#### ÉNONCÉ
Transcrivez le passage du compte rendu de concert ci-dessous qui va de « Peu de groupes » à « papa et maman. », ces deux bornes comprises.

Peu de groupes peuvent se vanter d'avoir eu deux vies. Green Day est de ceux-là comme on a encore pu le constater samedi soir au Quai Jacques-Cartier où, parmi les 9000 spectateurs qui ont bravé une pluie insistante, on a vu des ados et même des enfants qui, à en juger par leur enthousiasme, n'étaient pas là pour faire plaisir à papa et maman.

Il y avait évidemment à ce spectacle de près de trois heures des convertis des années 90 qui ont craqué pour Dookie, mais sans doute davantage de mordus des récents albums American Idiot et 21st Century Breakdown pour qui Green Day est un groupe du nouveau millénaire qui donne dans l'opéra rock à connotation sociale. L'inépuisable chanteur et guitariste Billy Joe Armstrong a même jugé bon de demander aux spectateurs s'il se trouvait parmi eux des fans «vieille école» de Green Day avant de leur servir des choses moins récentes comme Welcome To Paradise, F.O.D. et Geek Stink Breath.

#### EXTRAITS DE DONNÉES
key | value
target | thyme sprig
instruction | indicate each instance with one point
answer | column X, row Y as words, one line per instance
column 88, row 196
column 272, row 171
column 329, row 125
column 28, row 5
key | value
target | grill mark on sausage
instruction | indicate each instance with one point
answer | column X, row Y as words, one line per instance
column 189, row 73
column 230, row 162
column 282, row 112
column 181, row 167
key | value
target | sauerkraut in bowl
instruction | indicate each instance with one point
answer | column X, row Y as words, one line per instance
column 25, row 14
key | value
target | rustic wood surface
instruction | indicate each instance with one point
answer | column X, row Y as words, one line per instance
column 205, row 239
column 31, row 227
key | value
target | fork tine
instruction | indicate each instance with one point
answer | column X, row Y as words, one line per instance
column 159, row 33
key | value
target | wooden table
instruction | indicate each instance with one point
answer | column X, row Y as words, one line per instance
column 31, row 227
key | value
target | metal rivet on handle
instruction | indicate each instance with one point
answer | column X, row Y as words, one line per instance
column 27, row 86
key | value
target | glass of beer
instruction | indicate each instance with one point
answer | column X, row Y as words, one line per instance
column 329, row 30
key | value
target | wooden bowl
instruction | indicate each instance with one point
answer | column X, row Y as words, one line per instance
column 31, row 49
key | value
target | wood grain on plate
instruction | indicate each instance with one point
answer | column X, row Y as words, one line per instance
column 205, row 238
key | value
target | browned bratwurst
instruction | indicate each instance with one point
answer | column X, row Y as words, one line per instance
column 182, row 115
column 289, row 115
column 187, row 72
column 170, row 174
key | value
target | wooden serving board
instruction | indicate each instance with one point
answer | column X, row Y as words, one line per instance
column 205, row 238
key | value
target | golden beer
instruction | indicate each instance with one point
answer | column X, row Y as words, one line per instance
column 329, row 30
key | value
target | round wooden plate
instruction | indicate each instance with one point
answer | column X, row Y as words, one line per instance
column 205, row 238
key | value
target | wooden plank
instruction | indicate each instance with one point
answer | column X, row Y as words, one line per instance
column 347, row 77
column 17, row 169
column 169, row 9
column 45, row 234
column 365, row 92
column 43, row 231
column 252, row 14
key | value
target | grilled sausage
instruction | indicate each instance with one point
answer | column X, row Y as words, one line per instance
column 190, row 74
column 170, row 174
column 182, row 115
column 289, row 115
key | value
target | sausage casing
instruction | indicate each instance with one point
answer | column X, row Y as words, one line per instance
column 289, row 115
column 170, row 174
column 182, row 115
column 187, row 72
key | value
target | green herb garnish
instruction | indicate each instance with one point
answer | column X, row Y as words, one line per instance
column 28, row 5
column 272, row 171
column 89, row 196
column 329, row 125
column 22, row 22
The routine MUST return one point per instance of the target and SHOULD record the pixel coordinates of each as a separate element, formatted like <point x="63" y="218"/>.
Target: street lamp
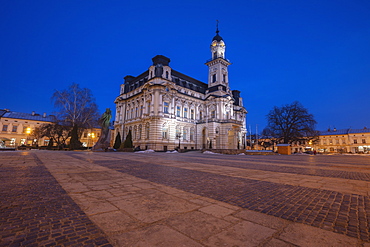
<point x="92" y="136"/>
<point x="178" y="136"/>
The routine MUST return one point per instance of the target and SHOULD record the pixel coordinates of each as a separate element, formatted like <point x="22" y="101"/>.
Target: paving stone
<point x="217" y="210"/>
<point x="197" y="225"/>
<point x="262" y="219"/>
<point x="156" y="236"/>
<point x="303" y="235"/>
<point x="242" y="234"/>
<point x="35" y="209"/>
<point x="155" y="206"/>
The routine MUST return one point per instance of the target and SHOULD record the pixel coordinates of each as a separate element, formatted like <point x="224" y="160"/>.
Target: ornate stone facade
<point x="164" y="108"/>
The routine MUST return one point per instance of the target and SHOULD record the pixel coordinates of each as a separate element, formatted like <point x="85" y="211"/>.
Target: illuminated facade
<point x="164" y="108"/>
<point x="16" y="128"/>
<point x="344" y="141"/>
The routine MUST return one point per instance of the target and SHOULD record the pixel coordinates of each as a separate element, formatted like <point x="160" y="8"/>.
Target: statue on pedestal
<point x="104" y="140"/>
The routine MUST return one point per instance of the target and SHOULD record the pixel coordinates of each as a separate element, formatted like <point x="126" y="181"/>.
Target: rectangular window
<point x="178" y="110"/>
<point x="165" y="107"/>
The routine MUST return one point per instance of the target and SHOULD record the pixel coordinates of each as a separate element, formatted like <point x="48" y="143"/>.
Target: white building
<point x="163" y="107"/>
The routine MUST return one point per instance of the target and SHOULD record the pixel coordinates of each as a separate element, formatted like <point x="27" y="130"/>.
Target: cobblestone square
<point x="51" y="198"/>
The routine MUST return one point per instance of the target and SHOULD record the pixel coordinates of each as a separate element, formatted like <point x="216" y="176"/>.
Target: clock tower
<point x="218" y="79"/>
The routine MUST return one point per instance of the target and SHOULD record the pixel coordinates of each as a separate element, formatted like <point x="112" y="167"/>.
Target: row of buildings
<point x="16" y="129"/>
<point x="165" y="109"/>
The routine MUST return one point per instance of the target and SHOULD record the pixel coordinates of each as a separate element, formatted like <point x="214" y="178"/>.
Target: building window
<point x="165" y="107"/>
<point x="139" y="134"/>
<point x="213" y="114"/>
<point x="147" y="129"/>
<point x="165" y="132"/>
<point x="178" y="110"/>
<point x="148" y="112"/>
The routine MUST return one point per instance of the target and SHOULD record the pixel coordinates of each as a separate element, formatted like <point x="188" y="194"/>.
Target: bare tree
<point x="56" y="132"/>
<point x="77" y="108"/>
<point x="290" y="123"/>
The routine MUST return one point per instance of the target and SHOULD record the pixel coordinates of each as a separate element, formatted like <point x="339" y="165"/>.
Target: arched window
<point x="139" y="132"/>
<point x="191" y="134"/>
<point x="178" y="111"/>
<point x="164" y="131"/>
<point x="147" y="129"/>
<point x="165" y="107"/>
<point x="134" y="134"/>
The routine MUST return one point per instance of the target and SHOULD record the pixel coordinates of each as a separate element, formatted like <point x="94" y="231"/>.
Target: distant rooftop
<point x="28" y="116"/>
<point x="344" y="131"/>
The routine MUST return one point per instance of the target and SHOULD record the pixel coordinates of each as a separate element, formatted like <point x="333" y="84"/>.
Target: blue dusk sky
<point x="313" y="51"/>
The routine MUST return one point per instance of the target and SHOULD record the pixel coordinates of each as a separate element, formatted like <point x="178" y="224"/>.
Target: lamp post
<point x="92" y="136"/>
<point x="178" y="136"/>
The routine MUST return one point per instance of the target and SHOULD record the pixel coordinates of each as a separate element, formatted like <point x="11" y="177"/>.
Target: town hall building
<point x="165" y="109"/>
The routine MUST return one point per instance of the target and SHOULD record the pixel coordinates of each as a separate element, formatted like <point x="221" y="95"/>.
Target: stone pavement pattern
<point x="202" y="200"/>
<point x="36" y="211"/>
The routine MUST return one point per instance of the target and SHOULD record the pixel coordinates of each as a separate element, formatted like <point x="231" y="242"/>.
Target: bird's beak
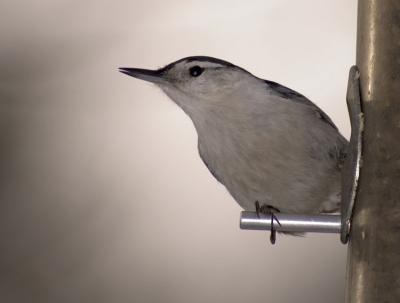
<point x="154" y="76"/>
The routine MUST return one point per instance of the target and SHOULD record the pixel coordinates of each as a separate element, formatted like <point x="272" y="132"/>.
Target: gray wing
<point x="287" y="93"/>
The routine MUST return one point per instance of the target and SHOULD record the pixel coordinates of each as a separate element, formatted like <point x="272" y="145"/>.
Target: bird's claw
<point x="269" y="210"/>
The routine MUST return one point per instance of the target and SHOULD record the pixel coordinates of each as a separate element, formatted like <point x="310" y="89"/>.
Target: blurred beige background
<point x="103" y="196"/>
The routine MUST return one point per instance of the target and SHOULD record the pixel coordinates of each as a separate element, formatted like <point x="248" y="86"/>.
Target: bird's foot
<point x="269" y="210"/>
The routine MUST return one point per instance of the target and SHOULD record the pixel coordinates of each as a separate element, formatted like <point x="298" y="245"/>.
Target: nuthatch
<point x="272" y="148"/>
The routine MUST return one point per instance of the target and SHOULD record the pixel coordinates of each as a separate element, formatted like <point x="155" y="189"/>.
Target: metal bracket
<point x="352" y="164"/>
<point x="350" y="175"/>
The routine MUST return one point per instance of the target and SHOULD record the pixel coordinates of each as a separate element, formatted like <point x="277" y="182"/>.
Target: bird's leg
<point x="269" y="210"/>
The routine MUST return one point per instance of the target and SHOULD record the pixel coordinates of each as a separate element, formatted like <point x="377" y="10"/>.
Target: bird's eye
<point x="195" y="71"/>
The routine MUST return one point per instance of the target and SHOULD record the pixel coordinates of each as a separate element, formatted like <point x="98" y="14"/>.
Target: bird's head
<point x="196" y="82"/>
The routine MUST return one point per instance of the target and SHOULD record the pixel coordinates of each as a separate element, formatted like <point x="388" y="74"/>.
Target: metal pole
<point x="291" y="222"/>
<point x="373" y="271"/>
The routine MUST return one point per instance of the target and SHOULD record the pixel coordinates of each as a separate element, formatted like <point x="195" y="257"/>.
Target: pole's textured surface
<point x="373" y="272"/>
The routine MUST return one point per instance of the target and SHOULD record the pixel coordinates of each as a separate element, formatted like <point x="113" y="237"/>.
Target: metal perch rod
<point x="291" y="222"/>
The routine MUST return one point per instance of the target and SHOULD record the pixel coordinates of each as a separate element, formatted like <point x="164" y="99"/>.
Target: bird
<point x="271" y="147"/>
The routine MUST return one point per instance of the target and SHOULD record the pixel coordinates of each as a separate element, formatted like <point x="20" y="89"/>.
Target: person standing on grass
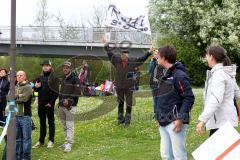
<point x="124" y="81"/>
<point x="68" y="99"/>
<point x="23" y="97"/>
<point x="46" y="102"/>
<point x="155" y="72"/>
<point x="4" y="88"/>
<point x="175" y="101"/>
<point x="220" y="88"/>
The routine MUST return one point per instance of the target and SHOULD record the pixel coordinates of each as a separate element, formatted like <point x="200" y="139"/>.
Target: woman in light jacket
<point x="219" y="92"/>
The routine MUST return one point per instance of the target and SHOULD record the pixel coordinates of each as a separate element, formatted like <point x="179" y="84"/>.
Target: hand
<point x="65" y="102"/>
<point x="38" y="84"/>
<point x="200" y="128"/>
<point x="151" y="49"/>
<point x="177" y="125"/>
<point x="48" y="105"/>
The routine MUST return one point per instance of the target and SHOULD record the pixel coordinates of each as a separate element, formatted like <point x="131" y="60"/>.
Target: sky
<point x="72" y="11"/>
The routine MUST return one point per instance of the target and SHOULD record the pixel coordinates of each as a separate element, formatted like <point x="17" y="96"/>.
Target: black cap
<point x="47" y="62"/>
<point x="125" y="51"/>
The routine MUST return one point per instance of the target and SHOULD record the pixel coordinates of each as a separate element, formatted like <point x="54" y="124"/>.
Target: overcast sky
<point x="73" y="11"/>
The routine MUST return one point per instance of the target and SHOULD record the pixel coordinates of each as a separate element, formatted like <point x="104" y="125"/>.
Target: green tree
<point x="201" y="22"/>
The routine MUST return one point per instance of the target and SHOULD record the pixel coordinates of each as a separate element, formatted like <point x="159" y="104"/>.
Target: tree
<point x="43" y="18"/>
<point x="201" y="22"/>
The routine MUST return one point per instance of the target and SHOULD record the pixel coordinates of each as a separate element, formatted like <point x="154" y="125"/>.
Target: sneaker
<point x="62" y="146"/>
<point x="50" y="144"/>
<point x="68" y="147"/>
<point x="38" y="145"/>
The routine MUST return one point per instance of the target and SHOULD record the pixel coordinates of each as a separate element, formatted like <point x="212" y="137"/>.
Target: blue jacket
<point x="175" y="96"/>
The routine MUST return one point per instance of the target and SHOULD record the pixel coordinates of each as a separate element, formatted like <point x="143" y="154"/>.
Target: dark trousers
<point x="46" y="113"/>
<point x="212" y="131"/>
<point x="3" y="104"/>
<point x="121" y="94"/>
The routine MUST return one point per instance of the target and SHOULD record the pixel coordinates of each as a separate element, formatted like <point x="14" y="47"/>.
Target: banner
<point x="222" y="145"/>
<point x="116" y="19"/>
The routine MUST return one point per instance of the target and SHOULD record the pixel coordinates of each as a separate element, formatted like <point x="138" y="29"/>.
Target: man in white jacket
<point x="219" y="92"/>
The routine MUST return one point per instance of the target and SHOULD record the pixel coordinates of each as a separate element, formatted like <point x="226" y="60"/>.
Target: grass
<point x="102" y="139"/>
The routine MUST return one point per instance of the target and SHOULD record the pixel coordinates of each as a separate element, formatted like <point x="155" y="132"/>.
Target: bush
<point x="189" y="55"/>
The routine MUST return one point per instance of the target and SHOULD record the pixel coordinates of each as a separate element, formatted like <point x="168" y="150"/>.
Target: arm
<point x="236" y="91"/>
<point x="183" y="87"/>
<point x="25" y="95"/>
<point x="112" y="58"/>
<point x="215" y="99"/>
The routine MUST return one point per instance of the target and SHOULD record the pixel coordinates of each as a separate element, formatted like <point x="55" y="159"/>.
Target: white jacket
<point x="220" y="87"/>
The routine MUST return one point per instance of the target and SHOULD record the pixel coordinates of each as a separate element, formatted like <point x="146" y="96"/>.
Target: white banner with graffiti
<point x="116" y="19"/>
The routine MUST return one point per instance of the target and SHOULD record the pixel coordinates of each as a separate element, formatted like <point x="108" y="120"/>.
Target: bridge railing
<point x="75" y="34"/>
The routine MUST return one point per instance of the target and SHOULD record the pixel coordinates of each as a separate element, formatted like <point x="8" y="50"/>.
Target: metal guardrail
<point x="75" y="34"/>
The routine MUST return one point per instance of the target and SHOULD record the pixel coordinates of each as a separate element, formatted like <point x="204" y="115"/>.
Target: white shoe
<point x="68" y="147"/>
<point x="38" y="145"/>
<point x="50" y="144"/>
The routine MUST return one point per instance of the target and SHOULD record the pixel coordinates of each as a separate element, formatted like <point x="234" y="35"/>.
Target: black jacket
<point x="4" y="87"/>
<point x="124" y="76"/>
<point x="175" y="96"/>
<point x="70" y="90"/>
<point x="46" y="93"/>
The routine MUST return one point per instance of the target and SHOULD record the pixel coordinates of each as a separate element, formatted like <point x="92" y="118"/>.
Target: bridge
<point x="72" y="41"/>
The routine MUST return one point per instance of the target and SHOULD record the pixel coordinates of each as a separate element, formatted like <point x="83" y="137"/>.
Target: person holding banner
<point x="219" y="92"/>
<point x="68" y="100"/>
<point x="174" y="103"/>
<point x="124" y="81"/>
<point x="23" y="97"/>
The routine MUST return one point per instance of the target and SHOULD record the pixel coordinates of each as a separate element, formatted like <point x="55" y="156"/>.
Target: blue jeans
<point x="172" y="145"/>
<point x="23" y="137"/>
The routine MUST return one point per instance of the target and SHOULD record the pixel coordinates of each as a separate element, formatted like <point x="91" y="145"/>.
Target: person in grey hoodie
<point x="220" y="89"/>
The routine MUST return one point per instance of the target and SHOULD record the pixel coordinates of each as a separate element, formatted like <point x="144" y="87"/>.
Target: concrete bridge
<point x="73" y="41"/>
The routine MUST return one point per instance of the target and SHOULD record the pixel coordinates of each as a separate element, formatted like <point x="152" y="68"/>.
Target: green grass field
<point x="102" y="139"/>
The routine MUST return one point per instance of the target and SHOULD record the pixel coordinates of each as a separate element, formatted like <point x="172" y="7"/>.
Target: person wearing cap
<point x="124" y="81"/>
<point x="68" y="99"/>
<point x="47" y="96"/>
<point x="23" y="99"/>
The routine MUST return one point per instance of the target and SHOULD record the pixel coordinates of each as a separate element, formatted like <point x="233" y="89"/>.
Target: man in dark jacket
<point x="174" y="105"/>
<point x="68" y="99"/>
<point x="124" y="81"/>
<point x="46" y="102"/>
<point x="23" y="96"/>
<point x="4" y="88"/>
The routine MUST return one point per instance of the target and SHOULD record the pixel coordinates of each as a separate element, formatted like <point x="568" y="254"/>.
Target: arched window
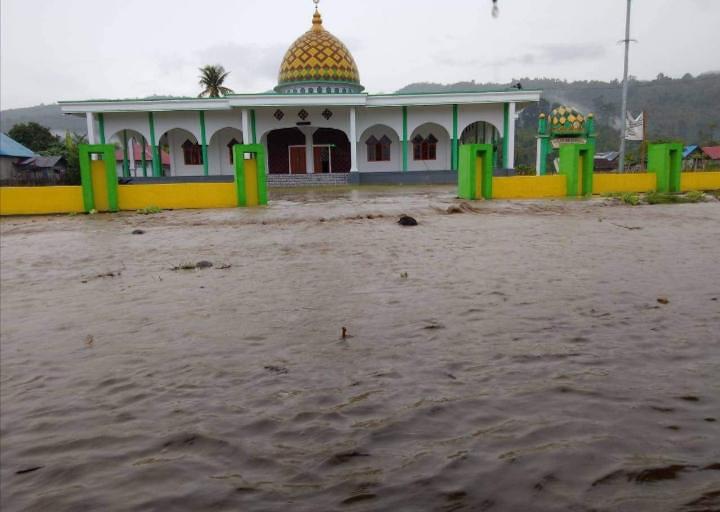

#### CORRIGÉ
Peu de groupes peuvent se vanter d'avoir eu deux vies. Green Day est de ceux-là comme on a encore pu le constater samedi soir au Quai Jacques-Cartier où, parmi les 9000 spectateurs qui ont bravé une pluie insistante, on a vu des ados et même des enfants qui, à en juger par leur enthousiasme, n'étaient pas là pour faire plaisir à papa et maman.